### INSTRUCTIONS TO FOLLOW
Print the whole listing, unchanged.

(Beginning of DATA PROVIDED)

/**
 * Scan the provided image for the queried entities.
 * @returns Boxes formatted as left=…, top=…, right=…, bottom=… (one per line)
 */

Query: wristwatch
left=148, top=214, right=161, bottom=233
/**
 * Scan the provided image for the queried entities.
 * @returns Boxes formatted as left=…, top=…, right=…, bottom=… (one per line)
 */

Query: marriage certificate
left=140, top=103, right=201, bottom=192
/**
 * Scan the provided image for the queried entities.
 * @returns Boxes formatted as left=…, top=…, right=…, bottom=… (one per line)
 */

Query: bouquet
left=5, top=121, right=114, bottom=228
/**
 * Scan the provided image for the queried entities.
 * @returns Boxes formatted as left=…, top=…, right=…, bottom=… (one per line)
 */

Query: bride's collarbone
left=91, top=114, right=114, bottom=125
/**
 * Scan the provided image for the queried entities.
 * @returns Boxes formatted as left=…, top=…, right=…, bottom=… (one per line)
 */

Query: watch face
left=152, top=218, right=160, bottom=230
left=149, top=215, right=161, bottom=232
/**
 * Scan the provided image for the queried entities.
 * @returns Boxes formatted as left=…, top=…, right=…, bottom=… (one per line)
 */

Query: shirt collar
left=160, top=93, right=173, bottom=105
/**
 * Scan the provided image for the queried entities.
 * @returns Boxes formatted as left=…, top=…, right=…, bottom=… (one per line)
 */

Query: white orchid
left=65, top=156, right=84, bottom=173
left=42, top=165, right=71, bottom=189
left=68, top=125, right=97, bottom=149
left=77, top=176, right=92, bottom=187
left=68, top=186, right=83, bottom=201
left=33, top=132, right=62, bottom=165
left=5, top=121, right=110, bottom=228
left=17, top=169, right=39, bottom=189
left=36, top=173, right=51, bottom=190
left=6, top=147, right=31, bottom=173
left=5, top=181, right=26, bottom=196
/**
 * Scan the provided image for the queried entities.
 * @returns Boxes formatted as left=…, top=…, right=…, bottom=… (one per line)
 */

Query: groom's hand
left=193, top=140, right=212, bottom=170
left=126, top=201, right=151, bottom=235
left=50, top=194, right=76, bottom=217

(End of DATA PROVIDED)

### ANSWER TO THIS PROBLEM
/**
 * Scan the provided image for the queried entities.
 * @returns Boxes formatted as left=…, top=…, right=…, bottom=… (one per line)
 */

Query: wristwatch
left=148, top=214, right=161, bottom=233
/**
 * Scan the provided image for the queried entities.
 * @returns Boxes formatted as left=…, top=…, right=…, bottom=… (one per line)
 */

Query: marriage certificate
left=140, top=103, right=201, bottom=192
/**
 * Scan the provided image for the queried entities.
 * @returns Boxes formatted as left=…, top=…, right=…, bottom=… (one per line)
 */

Query: bouquet
left=5, top=121, right=114, bottom=228
/**
 * Scan the provided image for the queried entities.
 * @returns Boxes formatted as left=…, top=…, right=…, bottom=… (one per line)
 */

Query: bride's collarbone
left=91, top=114, right=114, bottom=125
/**
 * Scan the provided image for the queried entities.
 * @returns Boxes formatted as left=…, top=…, right=…, bottom=… (one per line)
 */

Query: watch face
left=152, top=218, right=160, bottom=230
left=149, top=215, right=161, bottom=232
/**
 * Scan the provided image for the queried entities.
 * @returns Boxes formatted as left=…, top=…, right=…, bottom=… (one per line)
 */

Query: shirt collar
left=160, top=93, right=173, bottom=105
/**
 * Scan the provided image for the queried entities.
 * @returns Boxes formatted as left=…, top=…, right=…, bottom=… (one per line)
 */

Query: white orchid
left=65, top=156, right=84, bottom=173
left=42, top=165, right=71, bottom=189
left=68, top=125, right=97, bottom=149
left=77, top=176, right=92, bottom=187
left=68, top=186, right=83, bottom=201
left=33, top=132, right=62, bottom=165
left=5, top=121, right=110, bottom=228
left=17, top=169, right=39, bottom=189
left=36, top=173, right=51, bottom=190
left=6, top=147, right=31, bottom=173
left=5, top=181, right=26, bottom=196
/**
 * Scan the provided image for the queried entities.
 * @returns Boxes formatted as left=…, top=…, right=…, bottom=… (one per line)
 */

Query: groom's hand
left=193, top=140, right=212, bottom=170
left=126, top=201, right=151, bottom=235
left=50, top=194, right=76, bottom=217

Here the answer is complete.